WHAT YOU SHOULD DO =>
Lay out every line of the records below as a numbered list, skipping blank lines and leaving the pictures out.

******

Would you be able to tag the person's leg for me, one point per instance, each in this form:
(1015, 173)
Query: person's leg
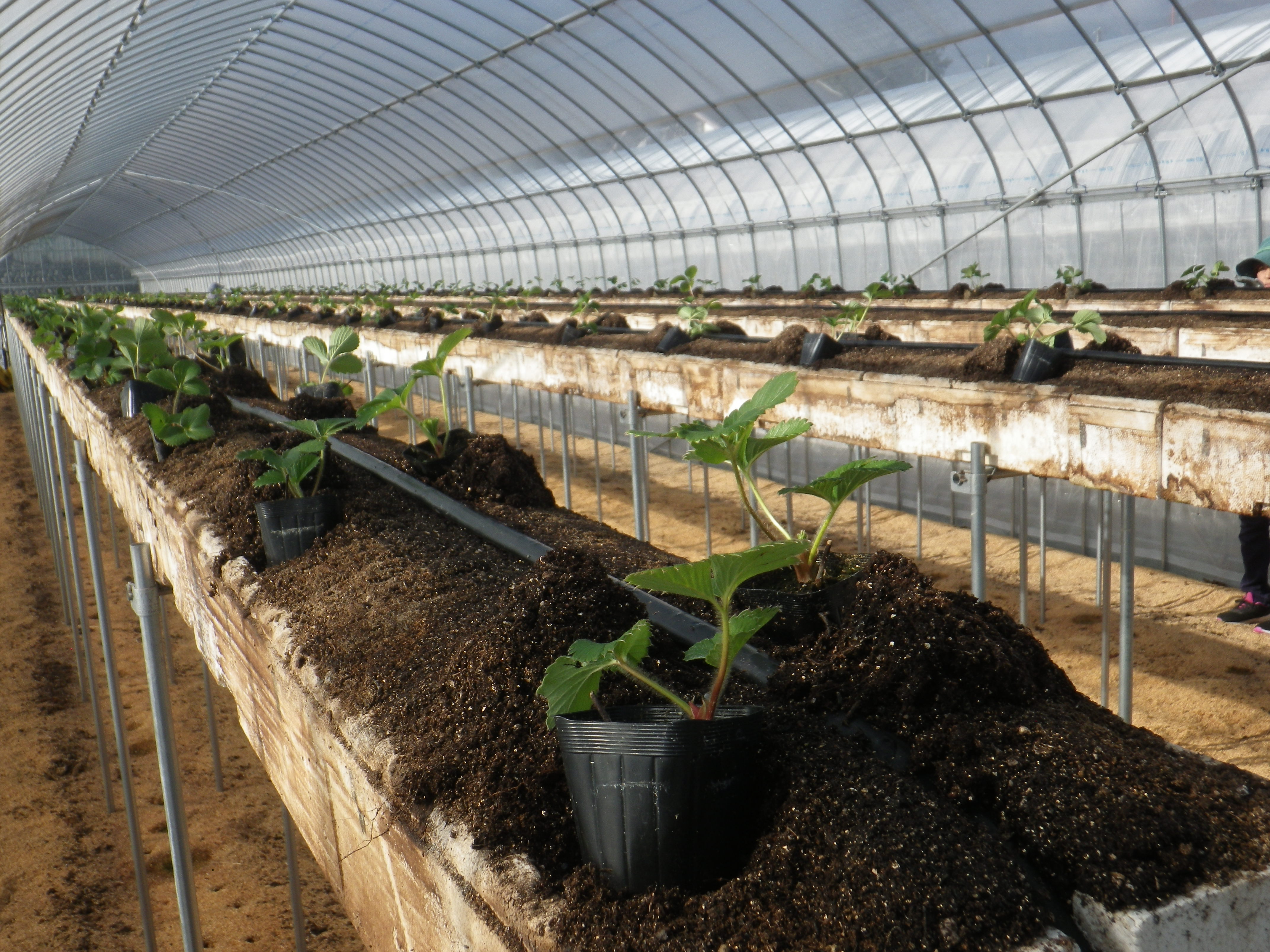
(1255, 549)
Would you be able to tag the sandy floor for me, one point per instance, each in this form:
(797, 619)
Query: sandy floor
(68, 880)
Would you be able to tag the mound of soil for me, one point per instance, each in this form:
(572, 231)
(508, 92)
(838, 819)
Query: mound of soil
(785, 348)
(303, 407)
(992, 361)
(994, 725)
(243, 382)
(1114, 345)
(491, 470)
(874, 332)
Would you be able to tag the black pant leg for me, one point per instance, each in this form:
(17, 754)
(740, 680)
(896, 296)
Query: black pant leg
(1255, 549)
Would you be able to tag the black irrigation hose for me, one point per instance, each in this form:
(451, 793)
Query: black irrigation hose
(684, 626)
(1156, 361)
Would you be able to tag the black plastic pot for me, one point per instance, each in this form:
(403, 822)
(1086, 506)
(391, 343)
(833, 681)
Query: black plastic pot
(801, 611)
(674, 338)
(818, 347)
(136, 393)
(290, 526)
(331, 390)
(1038, 362)
(661, 800)
(431, 466)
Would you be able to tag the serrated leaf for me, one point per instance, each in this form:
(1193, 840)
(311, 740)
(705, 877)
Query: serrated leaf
(571, 681)
(717, 578)
(836, 485)
(346, 364)
(742, 629)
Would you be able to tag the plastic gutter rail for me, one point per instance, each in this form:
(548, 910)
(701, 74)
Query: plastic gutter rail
(684, 626)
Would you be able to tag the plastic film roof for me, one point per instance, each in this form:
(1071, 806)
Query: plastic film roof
(327, 141)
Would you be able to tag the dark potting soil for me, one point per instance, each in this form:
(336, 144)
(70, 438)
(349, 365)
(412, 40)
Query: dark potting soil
(303, 407)
(441, 640)
(1215, 387)
(1099, 807)
(243, 382)
(492, 471)
(1114, 345)
(785, 348)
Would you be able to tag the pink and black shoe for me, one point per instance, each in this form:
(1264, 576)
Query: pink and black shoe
(1246, 610)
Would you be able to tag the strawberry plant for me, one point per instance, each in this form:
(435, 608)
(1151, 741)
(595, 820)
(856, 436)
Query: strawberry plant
(336, 357)
(293, 468)
(1038, 319)
(571, 682)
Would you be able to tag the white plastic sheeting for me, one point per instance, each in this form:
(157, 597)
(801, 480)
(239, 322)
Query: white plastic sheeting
(327, 141)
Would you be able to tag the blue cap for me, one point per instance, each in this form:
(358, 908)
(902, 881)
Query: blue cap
(1249, 267)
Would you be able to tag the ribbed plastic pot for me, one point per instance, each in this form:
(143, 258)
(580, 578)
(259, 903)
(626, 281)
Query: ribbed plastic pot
(1038, 362)
(331, 390)
(661, 800)
(290, 526)
(801, 611)
(674, 338)
(818, 347)
(136, 393)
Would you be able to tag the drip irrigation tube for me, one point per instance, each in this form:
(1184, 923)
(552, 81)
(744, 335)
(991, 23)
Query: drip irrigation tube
(684, 626)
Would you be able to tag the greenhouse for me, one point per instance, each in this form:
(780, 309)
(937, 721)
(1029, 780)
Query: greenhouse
(549, 477)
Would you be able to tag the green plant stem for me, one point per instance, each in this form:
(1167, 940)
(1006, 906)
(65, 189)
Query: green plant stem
(768, 512)
(445, 413)
(724, 654)
(637, 675)
(820, 536)
(322, 469)
(747, 507)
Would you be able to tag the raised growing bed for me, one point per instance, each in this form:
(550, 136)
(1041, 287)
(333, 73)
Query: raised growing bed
(1155, 448)
(387, 681)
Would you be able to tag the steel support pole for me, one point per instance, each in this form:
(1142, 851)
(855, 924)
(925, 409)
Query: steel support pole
(516, 413)
(1042, 531)
(543, 443)
(280, 372)
(1023, 550)
(637, 477)
(565, 451)
(705, 497)
(167, 638)
(753, 522)
(59, 532)
(789, 482)
(612, 437)
(213, 737)
(82, 602)
(1104, 568)
(144, 597)
(918, 507)
(1128, 506)
(298, 909)
(550, 422)
(978, 521)
(469, 399)
(595, 441)
(865, 455)
(88, 491)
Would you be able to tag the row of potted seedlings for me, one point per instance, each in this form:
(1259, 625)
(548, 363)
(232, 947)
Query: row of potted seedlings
(662, 794)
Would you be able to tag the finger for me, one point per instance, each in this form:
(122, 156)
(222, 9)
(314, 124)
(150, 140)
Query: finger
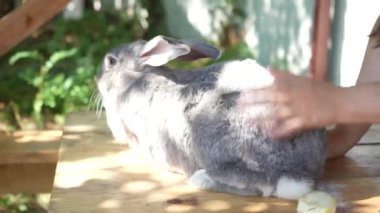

******

REPLY =>
1. Would you be able to tag the person's leg for me, one point per instance, each in this form:
2. (1015, 173)
3. Query: person's leg
4. (1255, 549)
5. Would you be able to tag the sandy floor for me, one point per instance, each in this form:
6. (797, 619)
7. Query: sandy floor
8. (68, 880)
9. Would you be able to tag the mound of soil for me, one point per instance, each in this form:
10. (572, 231)
11. (508, 92)
12. (838, 819)
13. Query: mound of soil
14. (785, 348)
15. (303, 407)
16. (992, 361)
17. (994, 725)
18. (243, 382)
19. (1114, 345)
20. (491, 470)
21. (874, 332)
22. Would you be able to tag the black pant leg for me, one point per instance, each in this form:
23. (17, 754)
24. (740, 680)
25. (896, 296)
26. Query: black pant leg
27. (1255, 549)
28. Would you be able to tag the black irrigation hose for me, one point per instance, each in this form:
29. (451, 793)
30. Query: black irrigation hose
31. (684, 626)
32. (1156, 361)
33. Would you be able to tag the black plastic pot for me, one point per instance, each in this form:
34. (403, 822)
35. (1086, 506)
36. (391, 343)
37. (833, 681)
38. Query: black plastic pot
39. (801, 611)
40. (674, 338)
41. (818, 347)
42. (136, 393)
43. (290, 526)
44. (331, 390)
45. (1038, 362)
46. (661, 800)
47. (431, 466)
48. Would you be able to tag the serrated leaf for me, one point per instance, each in this form:
49. (1193, 840)
50. (311, 740)
51. (705, 877)
52. Query: serrated leaf
53. (571, 681)
54. (717, 578)
55. (836, 485)
56. (346, 364)
57. (742, 629)
58. Would you be able to tag the plastic gutter rail for me, one point per instance, each in this form:
59. (548, 910)
60. (701, 74)
61. Query: plastic gutter rail
62. (684, 626)
63. Would you be able to tag the plastic film roof for me, one point per instance, each in this form:
64. (1071, 806)
65. Query: plastic film roof
66. (327, 141)
67. Would you be able to tag the dark potting soil for me, one point per instance, each in this form:
68. (336, 144)
69. (70, 438)
70. (349, 365)
71. (412, 40)
72. Query: dark potting soil
73. (303, 407)
74. (441, 640)
75. (1215, 387)
76. (1099, 807)
77. (243, 382)
78. (492, 471)
79. (1114, 345)
80. (785, 348)
81. Would you be able to tag the pink and black shoe for me, one point per instance, each in this form:
82. (1264, 576)
83. Query: pink and black shoe
84. (1246, 610)
85. Would you be able to tag the strawberry plant for me, one point per instance, each in this form:
86. (435, 608)
87. (1151, 741)
88. (595, 820)
89. (856, 436)
90. Query: strawberry plant
91. (336, 357)
92. (293, 468)
93. (1038, 319)
94. (571, 682)
95. Would you be able to tag the white plastic sheeting for me, one point per instance, each in this form:
96. (157, 597)
97. (801, 480)
98. (239, 322)
99. Query: white plastic sheeting
100. (327, 141)
101. Would you be able to tag the blue cap for me, one point per instance, each in this form:
102. (358, 908)
103. (902, 881)
104. Query: blue cap
105. (1249, 267)
106. Would you be able to tag the ribbed plastic pot for me, one point per instance, each in this form:
107. (143, 258)
108. (580, 578)
109. (259, 903)
110. (626, 281)
111. Query: ribbed plastic pot
112. (1038, 362)
113. (331, 390)
114. (661, 800)
115. (290, 526)
116. (801, 611)
117. (674, 338)
118. (818, 347)
119. (136, 393)
120. Would you be able to tag the drip irrigation tube for me, one point per instance, each in this form:
121. (1184, 923)
122. (552, 81)
123. (744, 335)
124. (991, 23)
125. Query: drip irrigation tube
126. (684, 626)
127. Would you be able to tag the greenhouse for me, one point per instance, each in this form:
128. (780, 309)
129. (937, 721)
130. (1029, 780)
131. Query: greenhouse
132. (549, 477)
133. Would you be able to tag the green plant stem for me, one point per instance, each in this form:
134. (1167, 940)
135. (1006, 906)
136. (65, 189)
137. Query: green plant stem
138. (768, 512)
139. (445, 413)
140. (724, 654)
141. (637, 675)
142. (820, 536)
143. (322, 469)
144. (747, 507)
145. Would you be able to tag the raised growing bed for me, one point per instance, each in this form:
146. (550, 136)
147. (1041, 287)
148. (333, 73)
149. Query: raised growing bed
150. (1155, 448)
151. (387, 681)
152. Would you be able to tag the steel support pole for me, one point per instance, each in this form:
153. (1142, 851)
154. (855, 924)
155. (925, 409)
156. Query: steel support pole
157. (516, 413)
158. (1042, 531)
159. (543, 443)
160. (280, 372)
161. (1023, 550)
162. (637, 477)
163. (565, 451)
164. (705, 497)
165. (167, 638)
166. (753, 522)
167. (59, 532)
168. (789, 482)
169. (612, 437)
170. (213, 737)
171. (82, 602)
172. (1104, 568)
173. (144, 597)
174. (918, 507)
175. (1128, 506)
176. (298, 909)
177. (550, 422)
178. (978, 521)
179. (469, 399)
180. (595, 441)
181. (865, 455)
182. (88, 491)
183. Would you be able to tag the row of potted seedlings for me, one point per instance, each in this form:
184. (1259, 625)
185. (548, 363)
186. (232, 947)
187. Query: row of potted seedlings
188. (662, 794)
189. Would you be able to tag the finger for me, one point per instance, each in this form:
190. (122, 156)
191. (222, 9)
192. (314, 124)
193. (150, 140)
194. Query: finger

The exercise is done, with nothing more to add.